- DO THIS: Take the line that contains "In this picture, where can the cab window" as the first and the last line of the material as the final one; set down exactly the lines in that span.

>> Start ENTRIES SHOWN

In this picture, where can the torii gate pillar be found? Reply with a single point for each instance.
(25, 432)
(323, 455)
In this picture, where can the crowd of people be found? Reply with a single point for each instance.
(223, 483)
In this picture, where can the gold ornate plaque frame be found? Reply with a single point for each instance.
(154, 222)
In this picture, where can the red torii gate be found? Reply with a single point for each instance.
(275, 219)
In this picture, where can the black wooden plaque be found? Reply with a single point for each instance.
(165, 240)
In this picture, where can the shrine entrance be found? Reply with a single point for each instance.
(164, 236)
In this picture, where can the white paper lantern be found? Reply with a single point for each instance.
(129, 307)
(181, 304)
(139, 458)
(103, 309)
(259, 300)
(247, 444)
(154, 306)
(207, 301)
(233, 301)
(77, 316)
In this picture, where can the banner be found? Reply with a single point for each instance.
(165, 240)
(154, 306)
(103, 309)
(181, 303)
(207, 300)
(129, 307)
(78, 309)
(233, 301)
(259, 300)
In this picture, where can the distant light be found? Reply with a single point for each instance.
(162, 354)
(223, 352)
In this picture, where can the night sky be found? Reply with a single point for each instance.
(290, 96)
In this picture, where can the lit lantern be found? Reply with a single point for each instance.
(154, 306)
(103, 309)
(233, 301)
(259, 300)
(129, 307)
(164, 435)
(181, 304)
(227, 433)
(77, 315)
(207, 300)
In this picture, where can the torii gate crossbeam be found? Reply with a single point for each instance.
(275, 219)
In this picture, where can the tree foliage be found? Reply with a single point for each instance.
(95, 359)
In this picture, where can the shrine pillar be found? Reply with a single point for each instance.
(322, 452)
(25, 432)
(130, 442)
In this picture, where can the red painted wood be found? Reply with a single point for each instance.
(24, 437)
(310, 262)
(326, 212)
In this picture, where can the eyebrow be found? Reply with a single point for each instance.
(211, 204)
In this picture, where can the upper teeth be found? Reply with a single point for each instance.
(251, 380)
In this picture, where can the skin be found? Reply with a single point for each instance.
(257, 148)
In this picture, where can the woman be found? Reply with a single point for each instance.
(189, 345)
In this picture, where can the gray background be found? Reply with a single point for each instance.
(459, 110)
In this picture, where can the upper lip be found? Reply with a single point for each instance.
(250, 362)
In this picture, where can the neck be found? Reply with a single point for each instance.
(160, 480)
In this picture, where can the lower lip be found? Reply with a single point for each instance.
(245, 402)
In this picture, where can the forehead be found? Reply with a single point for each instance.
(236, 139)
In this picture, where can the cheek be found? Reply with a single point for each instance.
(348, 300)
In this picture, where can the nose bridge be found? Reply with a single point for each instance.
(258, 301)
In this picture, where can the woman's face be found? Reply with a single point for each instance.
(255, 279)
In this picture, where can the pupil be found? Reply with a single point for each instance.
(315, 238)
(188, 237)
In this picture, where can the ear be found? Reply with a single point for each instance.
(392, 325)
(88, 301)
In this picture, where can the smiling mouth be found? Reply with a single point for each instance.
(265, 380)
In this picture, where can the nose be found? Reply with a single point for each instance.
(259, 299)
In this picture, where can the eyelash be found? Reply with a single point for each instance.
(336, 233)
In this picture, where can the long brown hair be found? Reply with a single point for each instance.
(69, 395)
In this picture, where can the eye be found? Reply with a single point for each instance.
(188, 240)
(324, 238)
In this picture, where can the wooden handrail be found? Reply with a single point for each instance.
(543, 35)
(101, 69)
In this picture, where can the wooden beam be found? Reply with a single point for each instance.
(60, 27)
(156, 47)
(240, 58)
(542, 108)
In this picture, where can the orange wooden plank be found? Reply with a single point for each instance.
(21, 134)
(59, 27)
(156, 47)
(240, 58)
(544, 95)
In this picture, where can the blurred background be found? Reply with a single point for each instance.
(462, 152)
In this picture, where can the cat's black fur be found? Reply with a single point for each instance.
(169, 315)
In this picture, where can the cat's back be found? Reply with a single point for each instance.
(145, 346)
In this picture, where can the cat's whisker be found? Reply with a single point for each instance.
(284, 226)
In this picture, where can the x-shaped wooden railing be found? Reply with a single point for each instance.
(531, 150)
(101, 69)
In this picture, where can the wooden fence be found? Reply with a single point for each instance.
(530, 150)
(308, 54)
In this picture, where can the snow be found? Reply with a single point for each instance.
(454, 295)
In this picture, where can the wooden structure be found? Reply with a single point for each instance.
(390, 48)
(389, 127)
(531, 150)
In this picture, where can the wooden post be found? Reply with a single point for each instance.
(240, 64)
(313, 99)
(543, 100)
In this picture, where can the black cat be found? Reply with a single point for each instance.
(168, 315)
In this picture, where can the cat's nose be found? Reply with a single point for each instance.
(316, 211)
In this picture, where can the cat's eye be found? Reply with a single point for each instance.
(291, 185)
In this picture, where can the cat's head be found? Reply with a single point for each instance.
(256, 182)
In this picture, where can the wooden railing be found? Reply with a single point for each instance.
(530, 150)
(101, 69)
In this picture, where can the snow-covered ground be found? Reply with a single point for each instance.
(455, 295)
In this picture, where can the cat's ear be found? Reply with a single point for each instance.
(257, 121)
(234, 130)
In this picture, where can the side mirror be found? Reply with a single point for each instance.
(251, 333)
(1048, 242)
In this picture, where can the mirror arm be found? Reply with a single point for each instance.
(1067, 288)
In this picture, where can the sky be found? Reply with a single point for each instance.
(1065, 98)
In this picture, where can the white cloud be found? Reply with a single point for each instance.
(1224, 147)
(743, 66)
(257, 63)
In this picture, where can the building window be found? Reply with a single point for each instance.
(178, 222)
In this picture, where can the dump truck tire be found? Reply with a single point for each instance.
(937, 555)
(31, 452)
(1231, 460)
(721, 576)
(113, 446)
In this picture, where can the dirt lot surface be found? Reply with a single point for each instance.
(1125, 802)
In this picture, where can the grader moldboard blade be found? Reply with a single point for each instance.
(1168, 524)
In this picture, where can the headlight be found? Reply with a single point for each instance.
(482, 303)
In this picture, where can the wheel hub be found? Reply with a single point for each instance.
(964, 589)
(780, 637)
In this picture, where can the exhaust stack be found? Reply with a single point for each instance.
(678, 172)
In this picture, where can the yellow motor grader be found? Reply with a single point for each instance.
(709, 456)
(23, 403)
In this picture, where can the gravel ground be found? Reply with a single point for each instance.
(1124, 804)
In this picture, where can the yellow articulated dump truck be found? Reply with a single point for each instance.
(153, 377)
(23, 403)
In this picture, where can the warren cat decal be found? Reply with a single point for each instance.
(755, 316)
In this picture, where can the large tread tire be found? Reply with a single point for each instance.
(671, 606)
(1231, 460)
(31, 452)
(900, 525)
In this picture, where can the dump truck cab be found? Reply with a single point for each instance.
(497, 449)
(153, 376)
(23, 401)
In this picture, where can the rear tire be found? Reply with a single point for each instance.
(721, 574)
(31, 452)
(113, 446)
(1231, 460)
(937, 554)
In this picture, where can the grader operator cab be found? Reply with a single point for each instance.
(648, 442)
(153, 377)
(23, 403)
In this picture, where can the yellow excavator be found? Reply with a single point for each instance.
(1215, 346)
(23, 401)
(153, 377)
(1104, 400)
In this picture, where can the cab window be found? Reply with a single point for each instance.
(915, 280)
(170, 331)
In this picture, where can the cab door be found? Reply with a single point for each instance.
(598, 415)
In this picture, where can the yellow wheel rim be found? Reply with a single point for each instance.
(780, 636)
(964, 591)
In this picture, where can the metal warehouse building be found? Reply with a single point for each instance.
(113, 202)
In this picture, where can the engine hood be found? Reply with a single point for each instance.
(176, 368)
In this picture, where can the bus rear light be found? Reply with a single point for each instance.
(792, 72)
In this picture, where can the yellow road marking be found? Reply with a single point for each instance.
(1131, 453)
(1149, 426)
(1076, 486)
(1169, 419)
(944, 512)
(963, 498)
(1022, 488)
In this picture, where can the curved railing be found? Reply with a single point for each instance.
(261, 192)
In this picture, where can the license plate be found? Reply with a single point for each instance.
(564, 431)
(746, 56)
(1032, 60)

>> End ENTRIES SHOWN

- SOLUTION FOR THIS TASK:
In this picture, where can the cab window be found? Reply with a single point for each instance.
(915, 280)
(170, 331)
In this picture, where can the cab door be found? Reply with a single point for each instance.
(598, 415)
In this picture, where can the yellow wheel rim be found? Reply with a single point for each instance.
(780, 636)
(964, 591)
In this picture, where can the metal warehouse building be found? Reply with a single point for each instance.
(113, 202)
In this picture, where can the engine hood be found? Reply with a single point for each instance.
(176, 368)
In this picture, where can the bus rear light be found? Reply with a single point for each instance.
(792, 72)
In this picture, where can the yellow road marking be found? Reply with a single point for each instance.
(1131, 453)
(1149, 426)
(1076, 486)
(1169, 419)
(944, 512)
(963, 498)
(1022, 488)
In this picture, where can the curved railing be found? Reply with a single point for each instance.
(261, 192)
In this picture, where can the license plate be found? Reply with a single point for each instance.
(564, 431)
(746, 56)
(1032, 60)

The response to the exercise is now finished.